What mystery? Pertaining to what set of circumstances?

Instead, when I speak of mystery, I am more inclined to focus in on that gap between what Maia and Satyr and you and I think we know or believe about, well, anything and how, given our own infinitesimally tiny and insignificant existence in the vastness of “all there is”, it’s all connected to an understanding of existence itself. Where – why, how – does the Goddess and the Übermensch and dasein fit in there?

There is Satyr connecting the dots between nature, simplicity and actions, and Maia connecting them.

Sooner or later the parts that are not connected to these “general descriptions” will either collide or they won’t.

What I wouldn’t give to be inside Satyr’s head now as he reacts to Maia’s posts. :wink:

…said the spider, about the fly.

+++But: I still grapple myself with understanding her frame of mind.

Suppose John and Mary and Jack and Molly are Pagans. They all have a spiritual connection to nature but they completely disagree about many things revolving around moral and political value judgments. From abortion and gun ownership to gender roles and social justice they often come into conflict.

● WHAT YOU WILL DO:
**a)** In the passage, what do John, Mary, Jack and Molly all share despite their disagreements?
**b)** Copy the passage between "What mystery? Pertaining" and "or they won’t.", inclusive.

Point-based annotation data:
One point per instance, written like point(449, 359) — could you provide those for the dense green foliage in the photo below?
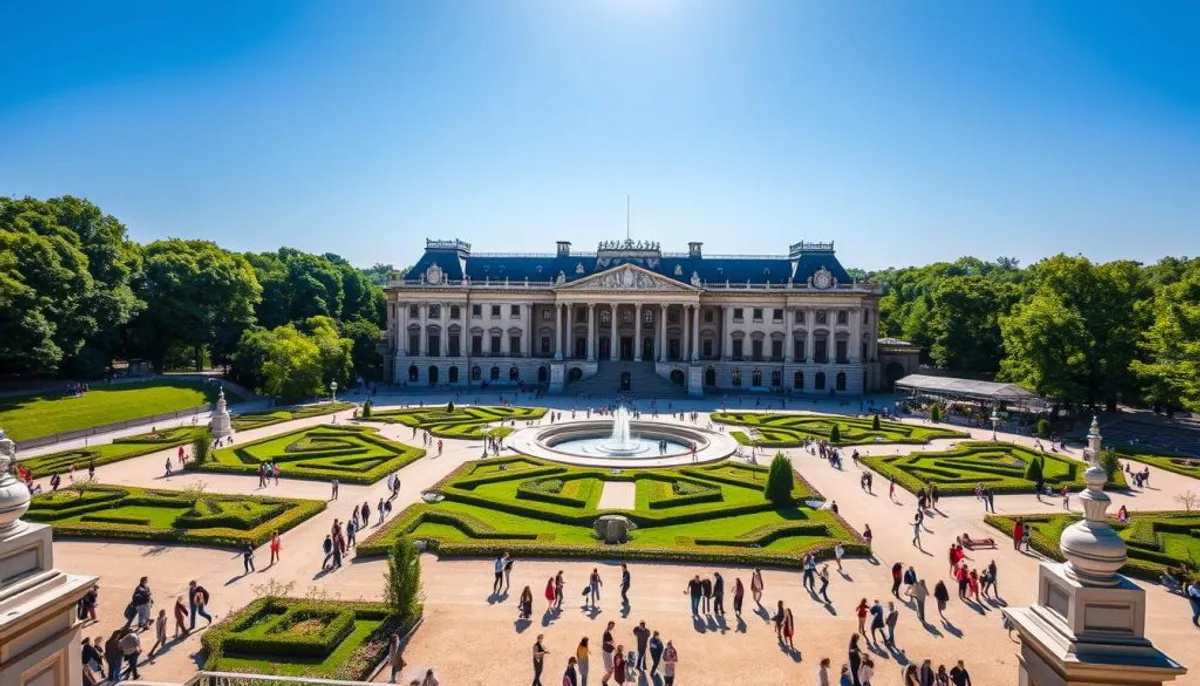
point(780, 480)
point(107, 453)
point(76, 294)
point(1002, 467)
point(1156, 540)
point(36, 415)
point(1072, 330)
point(790, 431)
point(267, 417)
point(174, 516)
point(310, 638)
point(466, 421)
point(349, 453)
point(714, 512)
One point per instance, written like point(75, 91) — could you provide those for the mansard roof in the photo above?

● THE RESULTS:
**a)** A spiritual connection to nature.

**b)**
What mystery? Pertaining to what set of circumstances?

Instead, when I speak of mystery, I am more inclined to focus in on that gap between what Maia and Satyr and you and I think we know or believe about, well, anything and how, given our own infinitesimally tiny and insignificant existence in the vastness of “all there is”, it’s all connected to an understanding of existence itself. Where – why, how – does the Goddess and the Übermensch and dasein fit in there?

There is Satyr connecting the dots between nature, simplicity and actions, and Maia connecting them.

Sooner or later the parts that are not connected to these “general descriptions” will either collide or they won’t.